** Opening Source passage block **

Watson Pharmaceuticals, Inc. (WPI) recently reiterated its 2010 outlook based on a preliminary review of results. The company said that it expects adjusted cash earnings at or slightly above the midpoint of its guidance of $3.37 – $3.45 per share. Revenues are expected to grow more than 25% to $3.5 billion.
While the Zacks Consensus earnings Estimate currently stands at $3.41 per share, the Zacks Consensus revenue Estimate is above the company’s guidance at $4.1 billion.
Watson Pharma attributed growth in 2010 to the strong performance of its generic extended-release and oral contraceptive franchises in the US, and the Anda distribution business.
The company enjoys a strong position in the generic pharmaceutical market. We believe that the company’s strategy of developing products that are difficult to formulate/manufacture or will complement/broaden its existing product lines will help strengthen its position in the market.
At the end of the third quarter of 2010, Watson Pharma had more than 115 abbreviated new drug applications (ANDAs) pending approval with the US Food and Drug Administration (FDA). Several of the Paragraph IV challenges in the US are first-to-file or shared exclusivity opportunities. New product launches over regular intervals should help drive the generics business. The launches of generic versions of Johnson & Johnson’s (JNJ) Concerta and Pfizer’s (PFE) Lipitor in the US in 2011 should help boost generic segment revenues.
We expect Watson Pharma to provide its 2011 outlook at the upcoming Investor Day meeting on Jan 21. Final results for 2010 will be released on Feb 15.
Neutral on Watson Pharma
We currently have a Neutral recommendation on Watson Pharma, which is supported by a Zacks #3 Rank (short-term “Hold” rating). We believe that the company’s cost saving initiative and new product launches, both branded and generic, will help drive growth. We also view the company’s acquisition of Arrow as a smart strategic move. This acquisition has helped boost Watson Pharma’s product portfolio and expand its footprint in ex-US territories. However, integration risks remain and competition in both the branded and generic market remain fierce.

** Closing Source passage block **
** Opening Dataset block **

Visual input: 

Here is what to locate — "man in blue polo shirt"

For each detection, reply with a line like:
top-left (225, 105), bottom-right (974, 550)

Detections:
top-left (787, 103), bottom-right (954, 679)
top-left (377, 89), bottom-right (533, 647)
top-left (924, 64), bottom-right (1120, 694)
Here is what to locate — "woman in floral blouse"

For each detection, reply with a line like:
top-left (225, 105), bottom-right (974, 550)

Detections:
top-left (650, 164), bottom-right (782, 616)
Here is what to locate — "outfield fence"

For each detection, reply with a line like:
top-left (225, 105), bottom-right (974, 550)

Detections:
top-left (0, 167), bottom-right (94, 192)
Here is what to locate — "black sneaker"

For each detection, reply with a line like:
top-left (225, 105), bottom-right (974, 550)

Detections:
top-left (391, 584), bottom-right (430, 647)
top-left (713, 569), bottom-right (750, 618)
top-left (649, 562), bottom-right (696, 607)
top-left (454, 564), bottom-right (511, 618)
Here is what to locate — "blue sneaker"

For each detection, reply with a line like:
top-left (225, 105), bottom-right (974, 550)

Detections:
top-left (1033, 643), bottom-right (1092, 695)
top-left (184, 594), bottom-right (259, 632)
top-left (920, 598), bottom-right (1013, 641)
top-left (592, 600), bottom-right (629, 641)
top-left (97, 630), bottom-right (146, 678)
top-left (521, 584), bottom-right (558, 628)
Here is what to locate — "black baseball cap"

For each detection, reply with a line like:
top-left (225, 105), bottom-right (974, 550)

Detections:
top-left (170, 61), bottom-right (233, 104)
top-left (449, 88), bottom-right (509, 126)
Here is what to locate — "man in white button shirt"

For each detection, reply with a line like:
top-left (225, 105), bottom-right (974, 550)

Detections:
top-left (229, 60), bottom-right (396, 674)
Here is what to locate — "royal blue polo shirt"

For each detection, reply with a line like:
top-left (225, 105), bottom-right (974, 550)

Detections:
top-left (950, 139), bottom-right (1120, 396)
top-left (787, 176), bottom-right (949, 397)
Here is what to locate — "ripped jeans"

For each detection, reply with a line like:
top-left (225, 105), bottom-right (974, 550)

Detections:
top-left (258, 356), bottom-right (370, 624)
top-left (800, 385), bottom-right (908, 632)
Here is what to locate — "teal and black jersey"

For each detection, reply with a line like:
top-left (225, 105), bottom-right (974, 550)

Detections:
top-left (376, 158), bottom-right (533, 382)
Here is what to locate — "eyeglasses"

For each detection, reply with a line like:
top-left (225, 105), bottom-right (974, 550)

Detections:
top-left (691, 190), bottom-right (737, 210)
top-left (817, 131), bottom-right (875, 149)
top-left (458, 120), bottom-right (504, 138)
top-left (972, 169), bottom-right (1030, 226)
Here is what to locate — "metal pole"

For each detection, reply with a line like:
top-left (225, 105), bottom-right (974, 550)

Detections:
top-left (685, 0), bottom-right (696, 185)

** Closing Dataset block **

* Required work
a) Output the stretch of the Watson Pharmaceuticals update from "Neutral on Watson" through "market remain fierce.", word for word.
b) According to the Watson Pharmaceuticals update, on what date will final results for 2010 be released?
The rows have no connection to the Watson Pharmaceuticals update.

* Expected outputs
a)
Neutral on Watson Pharma
We currently have a Neutral recommendation on Watson Pharma, which is supported by a Zacks #3 Rank (short-term “Hold” rating). We believe that the company’s cost saving initiative and new product launches, both branded and generic, will help drive growth. We also view the company’s acquisition of Arrow as a smart strategic move. This acquisition has helped boost Watson Pharma’s product portfolio and expand its footprint in ex-US territories. However, integration risks remain and competition in both the branded and generic market remain fierce.

b) Feb 15.